## Task:
Given the material below, return only the lines starting at the line with "Target: sea water" and ending at the line with "Target: woman's leg", exactly as they appear.

## Records shown:
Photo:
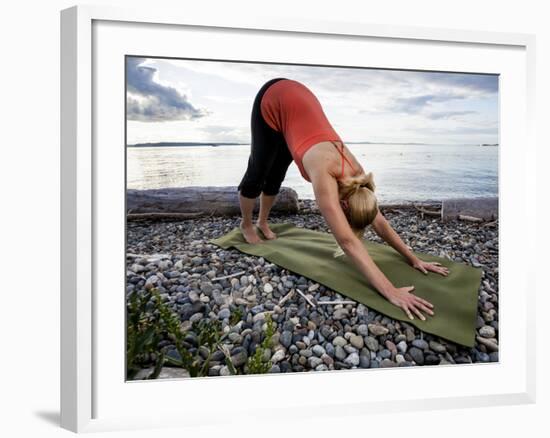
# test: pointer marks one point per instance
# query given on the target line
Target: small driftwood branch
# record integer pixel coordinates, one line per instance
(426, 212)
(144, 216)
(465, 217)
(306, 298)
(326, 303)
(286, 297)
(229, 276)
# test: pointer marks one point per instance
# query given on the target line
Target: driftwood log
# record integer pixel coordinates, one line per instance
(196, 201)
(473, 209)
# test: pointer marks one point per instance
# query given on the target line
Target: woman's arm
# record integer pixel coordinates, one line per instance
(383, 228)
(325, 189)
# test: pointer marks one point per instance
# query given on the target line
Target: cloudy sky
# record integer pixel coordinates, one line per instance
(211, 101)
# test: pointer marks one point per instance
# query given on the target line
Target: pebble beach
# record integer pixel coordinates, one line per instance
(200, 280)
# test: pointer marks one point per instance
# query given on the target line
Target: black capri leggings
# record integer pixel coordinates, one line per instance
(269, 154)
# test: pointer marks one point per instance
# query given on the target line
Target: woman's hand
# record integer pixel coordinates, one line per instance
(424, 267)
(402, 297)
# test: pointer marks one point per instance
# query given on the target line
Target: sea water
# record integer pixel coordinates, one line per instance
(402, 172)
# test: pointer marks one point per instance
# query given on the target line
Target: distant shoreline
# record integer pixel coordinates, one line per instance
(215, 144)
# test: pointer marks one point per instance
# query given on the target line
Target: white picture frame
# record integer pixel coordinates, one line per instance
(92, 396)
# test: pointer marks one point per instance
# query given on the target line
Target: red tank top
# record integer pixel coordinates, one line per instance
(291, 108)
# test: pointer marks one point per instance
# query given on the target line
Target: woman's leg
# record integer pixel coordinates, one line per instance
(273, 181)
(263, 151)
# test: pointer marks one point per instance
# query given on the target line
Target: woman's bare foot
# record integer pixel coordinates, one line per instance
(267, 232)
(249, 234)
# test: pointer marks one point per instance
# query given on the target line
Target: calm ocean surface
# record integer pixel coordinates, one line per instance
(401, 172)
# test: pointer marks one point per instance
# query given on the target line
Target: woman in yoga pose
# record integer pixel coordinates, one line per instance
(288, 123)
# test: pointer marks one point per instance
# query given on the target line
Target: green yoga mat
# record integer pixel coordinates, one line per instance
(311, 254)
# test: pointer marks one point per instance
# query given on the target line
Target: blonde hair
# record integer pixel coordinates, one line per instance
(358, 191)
---
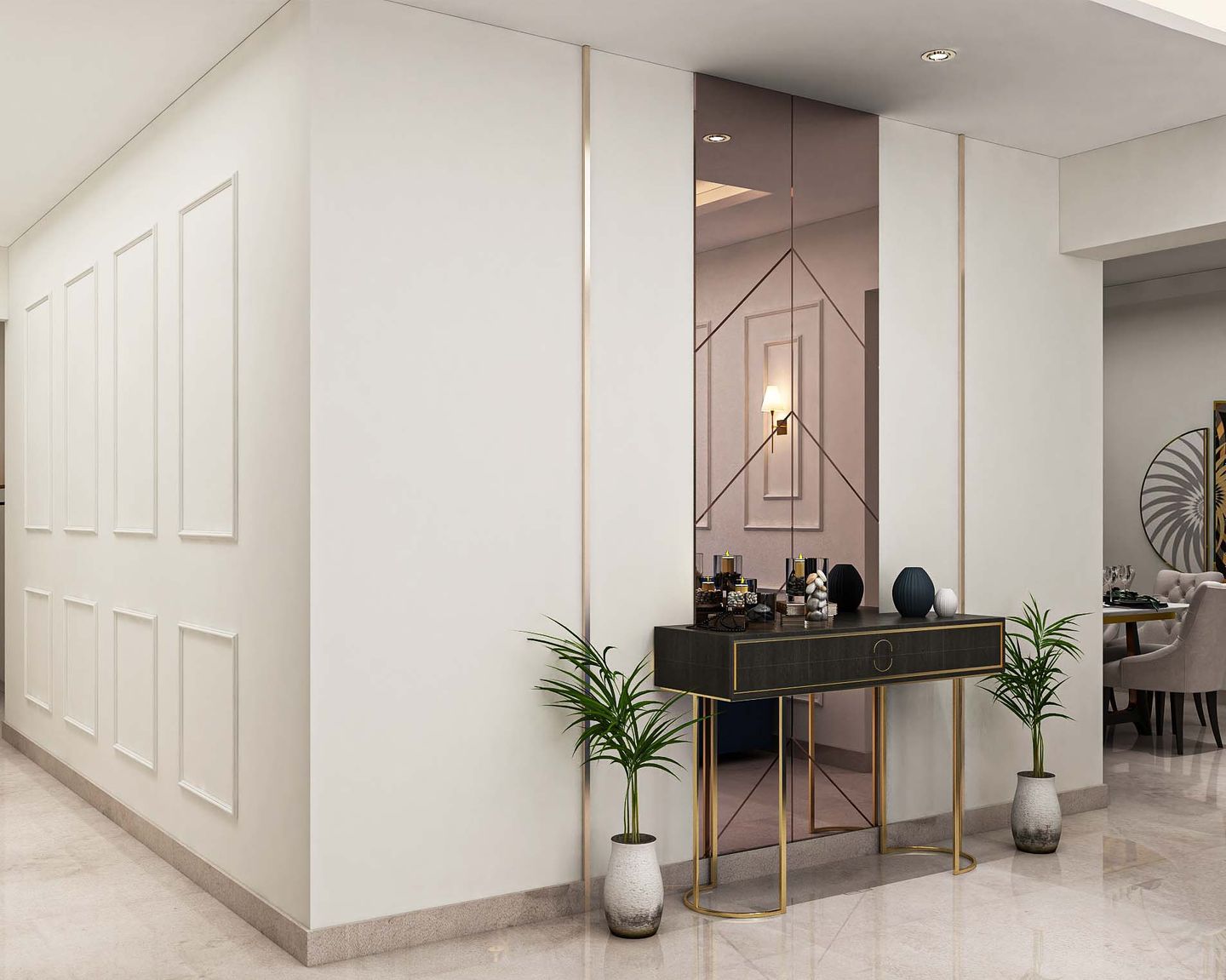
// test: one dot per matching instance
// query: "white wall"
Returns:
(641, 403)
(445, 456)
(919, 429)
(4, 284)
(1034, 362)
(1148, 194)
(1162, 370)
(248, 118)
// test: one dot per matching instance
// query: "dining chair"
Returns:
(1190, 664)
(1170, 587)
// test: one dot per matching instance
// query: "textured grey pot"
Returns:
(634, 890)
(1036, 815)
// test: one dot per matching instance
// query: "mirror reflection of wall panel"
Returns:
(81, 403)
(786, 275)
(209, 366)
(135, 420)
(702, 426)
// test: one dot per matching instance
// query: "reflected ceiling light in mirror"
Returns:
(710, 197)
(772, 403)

## Answer section:
Target: sea water
# record integer pixel coordinates, one line per instance
(402, 172)
# test: pointer marks one point per instance
# query given on the target line
Target: distant shoreline
# record integer pixel coordinates, one line per instance
(215, 144)
# test: pointer marks one point per instance
# query given on the target line
Target: white picture frame
# record integer pixel coordinates, one line per instance
(92, 396)
# test: pointer marks one point per instance
# query given on the target line
Target: red tank top
# record integer pixel coordinates, one line per instance
(291, 108)
# test: pointer marks one point per instance
# query given on the target line
Target: woman's leg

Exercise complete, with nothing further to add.